What to produce:
Which three categories of approaches for handling imbalanced data does the extract on churn prediction name, please?

Extract:
>>>
Although some of the aforementioned algorithms enjoy powerful generalization performances and other advantages such as high scalability, robustness and good interpretability, they have a major problem when dealing with imbalanced data distribution. This problem is very common in the data of churn customers in the telecommunication market, where the churners are outnumbered by the loyal customers. With such a problem, standard machine learning approaches seek for maximizing the accuracy results for the large classes and ignoring the small ones, which leads to poor generalization performance [24]. Therefore, different types of approaches are proposed for handling the imbalanced data distribution. These approaches can be classified into three main categories: algorithm level approach (internal approach), data level approach (external approach), and ensemble approach [25]. Each of these categories has its own advantages and disadvantages.
In the context of churn prediction in the telecommunication market, there are different examples from the literature on each approach. The internal approach aims at modifying the state-of-the-art algorithms to consider the importance of the rare instances that form the churners class. Zhao et al. [26] presented an example of such work, where they proposed an improved one-class support vector machine for churn prediction based on a highly imbalanced dataset. Their results show that the improved one-class SVM with an RBF kernel function can outperform other traditional approaches such as neural networks, decision trees, and Naïve Bayes.
Another line of research followed the data level approach, which tries to improve the quality of the data at the preprocessing stage before training the classification algorithms. This approach usually modifies the distribution of the data by performing oversampling or undersampling. An example of this approach was presented by Idris et al. [27], where the authors used a PSO-based undersampling technique for churn prediction. In this method, PSO searches for the most informative examples of the majority class, ranks them and then combines them with the minority class to maximize the accuracy of the classification. They selected maximizing AUC as their fitness in combination with k-NN and Random Forest (RF) classifiers. Their results show that the PSO-based method improved the performance of RF and k-NN. Another undersampling method called Neighborhood Cleaning Rules (NCL) is applied for balancing churn data in [28]. NCL considers the quality of the removed data by performing data cleaning rather than data reduction. After applying NCL, a modified version of PSO called Constricted PSO is trained for developing the churn prediction model. The experiments show that NCL significantly improved the coverage rate of the churn class.
<<<
Dataset excerpts on object pointing:
>>>
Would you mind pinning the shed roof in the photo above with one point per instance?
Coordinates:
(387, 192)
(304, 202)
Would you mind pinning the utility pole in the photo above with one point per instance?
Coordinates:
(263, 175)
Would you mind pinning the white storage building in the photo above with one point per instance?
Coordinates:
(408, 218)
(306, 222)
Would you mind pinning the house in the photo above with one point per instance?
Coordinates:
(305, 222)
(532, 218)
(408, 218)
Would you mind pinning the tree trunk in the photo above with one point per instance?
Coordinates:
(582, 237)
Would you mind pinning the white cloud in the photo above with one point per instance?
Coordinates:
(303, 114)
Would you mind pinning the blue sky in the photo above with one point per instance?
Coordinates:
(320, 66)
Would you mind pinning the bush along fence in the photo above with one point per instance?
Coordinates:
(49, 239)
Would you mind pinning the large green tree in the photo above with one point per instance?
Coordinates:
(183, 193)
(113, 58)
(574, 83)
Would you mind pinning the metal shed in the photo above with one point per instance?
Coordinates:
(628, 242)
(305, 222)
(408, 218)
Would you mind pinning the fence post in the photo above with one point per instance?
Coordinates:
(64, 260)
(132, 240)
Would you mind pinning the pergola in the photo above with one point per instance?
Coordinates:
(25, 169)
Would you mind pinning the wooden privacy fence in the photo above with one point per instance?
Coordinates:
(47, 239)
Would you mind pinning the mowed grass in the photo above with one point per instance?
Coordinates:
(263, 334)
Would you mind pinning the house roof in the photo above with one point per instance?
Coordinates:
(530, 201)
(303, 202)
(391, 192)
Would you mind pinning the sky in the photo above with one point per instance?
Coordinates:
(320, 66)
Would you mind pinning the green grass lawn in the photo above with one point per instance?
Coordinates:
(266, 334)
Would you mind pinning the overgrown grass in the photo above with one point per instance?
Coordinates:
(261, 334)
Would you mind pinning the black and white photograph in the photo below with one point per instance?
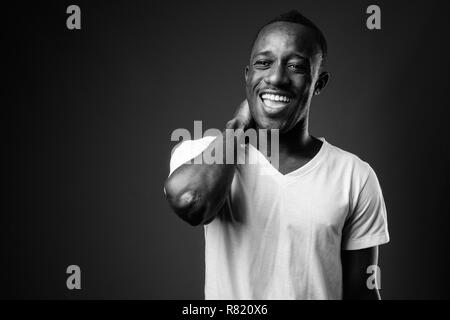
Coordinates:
(251, 151)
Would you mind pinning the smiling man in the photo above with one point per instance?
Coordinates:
(308, 229)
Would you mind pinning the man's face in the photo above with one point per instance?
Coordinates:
<<<
The answer:
Algorithm level (internal), data level (external), and ensemble approaches.